[Mask labeling examples]
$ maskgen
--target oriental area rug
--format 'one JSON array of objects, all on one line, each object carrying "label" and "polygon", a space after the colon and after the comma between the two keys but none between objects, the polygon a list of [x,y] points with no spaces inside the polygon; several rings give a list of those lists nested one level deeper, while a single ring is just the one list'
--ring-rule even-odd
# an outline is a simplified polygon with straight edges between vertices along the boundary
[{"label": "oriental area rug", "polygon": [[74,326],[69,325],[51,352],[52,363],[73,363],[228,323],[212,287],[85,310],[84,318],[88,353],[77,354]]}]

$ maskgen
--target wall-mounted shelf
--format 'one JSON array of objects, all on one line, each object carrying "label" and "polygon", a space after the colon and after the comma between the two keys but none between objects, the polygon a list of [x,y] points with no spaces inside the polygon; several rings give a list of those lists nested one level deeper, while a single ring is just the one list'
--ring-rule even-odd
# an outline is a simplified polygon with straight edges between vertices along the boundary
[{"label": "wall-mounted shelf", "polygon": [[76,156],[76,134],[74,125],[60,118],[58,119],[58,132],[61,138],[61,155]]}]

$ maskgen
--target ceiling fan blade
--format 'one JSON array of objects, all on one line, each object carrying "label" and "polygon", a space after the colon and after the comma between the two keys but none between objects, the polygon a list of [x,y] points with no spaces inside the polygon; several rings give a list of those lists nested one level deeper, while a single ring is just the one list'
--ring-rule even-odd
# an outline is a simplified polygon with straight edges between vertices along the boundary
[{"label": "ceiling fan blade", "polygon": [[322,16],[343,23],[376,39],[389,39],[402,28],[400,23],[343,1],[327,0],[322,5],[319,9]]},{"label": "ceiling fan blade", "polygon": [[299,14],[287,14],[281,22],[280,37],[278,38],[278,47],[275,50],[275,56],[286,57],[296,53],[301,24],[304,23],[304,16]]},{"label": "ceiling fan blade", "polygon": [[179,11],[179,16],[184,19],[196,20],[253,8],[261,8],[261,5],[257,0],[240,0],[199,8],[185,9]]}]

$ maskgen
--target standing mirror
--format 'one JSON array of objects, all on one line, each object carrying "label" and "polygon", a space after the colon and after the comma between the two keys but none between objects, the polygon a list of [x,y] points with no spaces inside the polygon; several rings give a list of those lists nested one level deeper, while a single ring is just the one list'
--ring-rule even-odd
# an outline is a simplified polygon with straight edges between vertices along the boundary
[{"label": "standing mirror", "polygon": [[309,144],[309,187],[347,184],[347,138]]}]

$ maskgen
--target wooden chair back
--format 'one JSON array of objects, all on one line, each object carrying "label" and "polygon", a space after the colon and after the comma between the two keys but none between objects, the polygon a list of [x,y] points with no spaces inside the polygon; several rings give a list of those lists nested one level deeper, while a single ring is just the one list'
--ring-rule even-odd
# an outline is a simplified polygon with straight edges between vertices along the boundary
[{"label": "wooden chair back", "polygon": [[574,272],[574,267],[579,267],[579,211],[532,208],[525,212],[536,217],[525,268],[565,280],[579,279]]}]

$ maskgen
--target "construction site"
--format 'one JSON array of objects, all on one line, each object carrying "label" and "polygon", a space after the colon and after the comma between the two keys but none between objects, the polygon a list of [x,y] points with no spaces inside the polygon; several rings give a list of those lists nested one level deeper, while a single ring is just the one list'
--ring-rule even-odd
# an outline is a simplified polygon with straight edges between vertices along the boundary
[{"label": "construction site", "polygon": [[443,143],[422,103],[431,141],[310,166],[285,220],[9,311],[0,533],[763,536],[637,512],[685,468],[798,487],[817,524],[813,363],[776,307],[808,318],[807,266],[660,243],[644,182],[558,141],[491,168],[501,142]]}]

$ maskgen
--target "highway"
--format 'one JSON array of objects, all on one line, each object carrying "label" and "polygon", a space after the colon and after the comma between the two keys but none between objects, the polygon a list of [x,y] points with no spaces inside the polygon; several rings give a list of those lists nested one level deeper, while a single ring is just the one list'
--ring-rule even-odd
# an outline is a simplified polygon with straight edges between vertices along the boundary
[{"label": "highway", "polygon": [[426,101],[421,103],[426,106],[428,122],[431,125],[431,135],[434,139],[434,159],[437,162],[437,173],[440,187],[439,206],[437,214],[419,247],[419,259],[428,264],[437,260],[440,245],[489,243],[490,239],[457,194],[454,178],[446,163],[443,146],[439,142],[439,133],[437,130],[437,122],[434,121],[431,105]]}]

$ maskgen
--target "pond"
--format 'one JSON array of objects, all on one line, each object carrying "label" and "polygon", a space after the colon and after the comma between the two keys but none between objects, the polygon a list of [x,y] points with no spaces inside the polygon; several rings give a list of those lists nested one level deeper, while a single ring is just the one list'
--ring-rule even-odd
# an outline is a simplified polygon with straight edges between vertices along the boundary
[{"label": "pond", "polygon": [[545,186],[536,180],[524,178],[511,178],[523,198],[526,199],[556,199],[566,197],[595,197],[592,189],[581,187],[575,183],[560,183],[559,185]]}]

** Exercise details **
Locate each line of the records that contains the word "target", and copy those lines out in full.

** Answer **
--target oriental area rug
--target wall-mounted shelf
--target ceiling fan blade
--target standing mirror
--target wooden chair back
--target "construction site"
--target "highway"
--target "pond"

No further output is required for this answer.